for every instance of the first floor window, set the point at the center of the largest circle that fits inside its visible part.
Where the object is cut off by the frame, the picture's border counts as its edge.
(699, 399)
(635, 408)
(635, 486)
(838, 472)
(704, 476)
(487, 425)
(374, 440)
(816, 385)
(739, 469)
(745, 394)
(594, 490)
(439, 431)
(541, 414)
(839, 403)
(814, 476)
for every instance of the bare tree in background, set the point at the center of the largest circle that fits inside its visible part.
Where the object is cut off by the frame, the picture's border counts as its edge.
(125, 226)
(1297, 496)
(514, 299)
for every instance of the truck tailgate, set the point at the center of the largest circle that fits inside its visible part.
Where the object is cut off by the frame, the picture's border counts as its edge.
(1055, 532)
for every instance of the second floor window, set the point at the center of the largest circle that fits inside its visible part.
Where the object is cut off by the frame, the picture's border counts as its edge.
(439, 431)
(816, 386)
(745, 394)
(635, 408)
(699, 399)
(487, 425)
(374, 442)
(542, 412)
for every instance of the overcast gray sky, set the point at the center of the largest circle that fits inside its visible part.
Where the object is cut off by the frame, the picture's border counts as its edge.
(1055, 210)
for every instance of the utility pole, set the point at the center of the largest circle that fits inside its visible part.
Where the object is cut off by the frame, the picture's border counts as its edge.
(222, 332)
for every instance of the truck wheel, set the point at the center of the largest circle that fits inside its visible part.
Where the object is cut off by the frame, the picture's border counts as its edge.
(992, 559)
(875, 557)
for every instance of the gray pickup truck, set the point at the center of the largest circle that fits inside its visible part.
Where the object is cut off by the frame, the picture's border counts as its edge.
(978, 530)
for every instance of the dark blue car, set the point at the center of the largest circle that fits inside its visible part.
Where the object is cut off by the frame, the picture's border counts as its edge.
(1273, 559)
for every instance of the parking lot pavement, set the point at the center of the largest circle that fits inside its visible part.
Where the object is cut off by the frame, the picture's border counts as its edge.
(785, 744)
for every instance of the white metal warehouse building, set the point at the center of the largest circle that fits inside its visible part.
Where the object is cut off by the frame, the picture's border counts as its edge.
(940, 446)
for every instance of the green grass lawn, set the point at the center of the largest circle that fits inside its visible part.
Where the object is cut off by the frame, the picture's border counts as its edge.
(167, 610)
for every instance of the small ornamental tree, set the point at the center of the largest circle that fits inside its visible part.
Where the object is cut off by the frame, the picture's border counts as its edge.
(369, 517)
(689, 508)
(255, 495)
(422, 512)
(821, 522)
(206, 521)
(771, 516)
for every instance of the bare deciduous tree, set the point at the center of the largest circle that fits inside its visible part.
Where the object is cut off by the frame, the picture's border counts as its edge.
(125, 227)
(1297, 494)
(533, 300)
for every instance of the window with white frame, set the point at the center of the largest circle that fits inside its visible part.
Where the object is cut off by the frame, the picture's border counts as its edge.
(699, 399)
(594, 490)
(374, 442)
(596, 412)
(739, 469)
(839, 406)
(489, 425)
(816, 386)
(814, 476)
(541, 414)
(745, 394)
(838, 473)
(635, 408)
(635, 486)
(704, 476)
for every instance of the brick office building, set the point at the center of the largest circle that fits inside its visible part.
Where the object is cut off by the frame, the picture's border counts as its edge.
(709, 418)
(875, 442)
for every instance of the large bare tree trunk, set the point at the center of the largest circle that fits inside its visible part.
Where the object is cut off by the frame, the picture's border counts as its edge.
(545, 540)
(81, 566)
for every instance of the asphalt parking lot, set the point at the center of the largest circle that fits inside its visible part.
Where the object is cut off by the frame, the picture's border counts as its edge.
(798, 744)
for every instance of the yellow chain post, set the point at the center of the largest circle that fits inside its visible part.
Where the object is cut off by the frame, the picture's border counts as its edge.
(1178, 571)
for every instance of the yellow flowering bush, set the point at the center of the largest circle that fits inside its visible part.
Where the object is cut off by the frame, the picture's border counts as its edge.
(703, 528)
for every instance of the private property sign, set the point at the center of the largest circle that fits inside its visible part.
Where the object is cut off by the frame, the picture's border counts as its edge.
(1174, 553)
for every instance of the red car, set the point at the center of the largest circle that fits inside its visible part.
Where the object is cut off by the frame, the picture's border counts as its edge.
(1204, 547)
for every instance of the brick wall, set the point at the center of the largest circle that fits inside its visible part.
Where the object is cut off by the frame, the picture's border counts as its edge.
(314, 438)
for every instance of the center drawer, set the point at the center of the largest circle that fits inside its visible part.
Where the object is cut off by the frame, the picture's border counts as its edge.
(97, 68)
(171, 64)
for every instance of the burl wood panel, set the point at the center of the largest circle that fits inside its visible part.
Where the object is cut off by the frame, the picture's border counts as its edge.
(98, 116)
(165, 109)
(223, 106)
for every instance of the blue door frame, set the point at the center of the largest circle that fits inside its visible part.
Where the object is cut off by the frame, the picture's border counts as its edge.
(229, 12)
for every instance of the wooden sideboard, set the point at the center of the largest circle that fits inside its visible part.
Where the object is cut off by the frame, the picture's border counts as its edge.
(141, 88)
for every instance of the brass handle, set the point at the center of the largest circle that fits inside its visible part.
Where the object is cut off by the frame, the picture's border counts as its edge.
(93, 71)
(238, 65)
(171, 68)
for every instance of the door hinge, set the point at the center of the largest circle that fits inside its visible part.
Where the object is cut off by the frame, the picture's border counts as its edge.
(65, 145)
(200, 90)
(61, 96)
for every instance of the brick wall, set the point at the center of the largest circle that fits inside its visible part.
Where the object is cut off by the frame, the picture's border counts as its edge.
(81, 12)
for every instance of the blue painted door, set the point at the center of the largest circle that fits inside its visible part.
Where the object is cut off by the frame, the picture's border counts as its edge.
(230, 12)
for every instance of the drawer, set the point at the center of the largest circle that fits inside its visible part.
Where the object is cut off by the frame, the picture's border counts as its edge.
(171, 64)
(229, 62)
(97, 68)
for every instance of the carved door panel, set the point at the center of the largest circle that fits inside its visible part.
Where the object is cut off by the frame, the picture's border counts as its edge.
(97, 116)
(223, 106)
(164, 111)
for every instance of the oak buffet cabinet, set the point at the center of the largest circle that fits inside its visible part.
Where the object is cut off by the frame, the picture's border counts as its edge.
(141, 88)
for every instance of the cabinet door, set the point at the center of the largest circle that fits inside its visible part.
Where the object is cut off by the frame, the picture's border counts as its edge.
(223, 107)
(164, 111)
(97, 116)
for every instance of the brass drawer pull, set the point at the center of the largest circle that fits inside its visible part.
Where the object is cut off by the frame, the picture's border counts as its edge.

....................

▶ Task to complete: Would you please write out, exactly and with no other lines, the stretch of the listing above from the line containing "for every instance of the dark" through the line containing "for every instance of the parking"?

▶ Output of the task:
for every instance of the dark blue car, set the point at the center of the largest circle that fits inside its visible part.
Where the object is cut off by the frame, the picture's border counts as its edge.
(1273, 559)
for every instance of the parking lot pavement, set the point at the center of the largest circle that fits inside its visible part.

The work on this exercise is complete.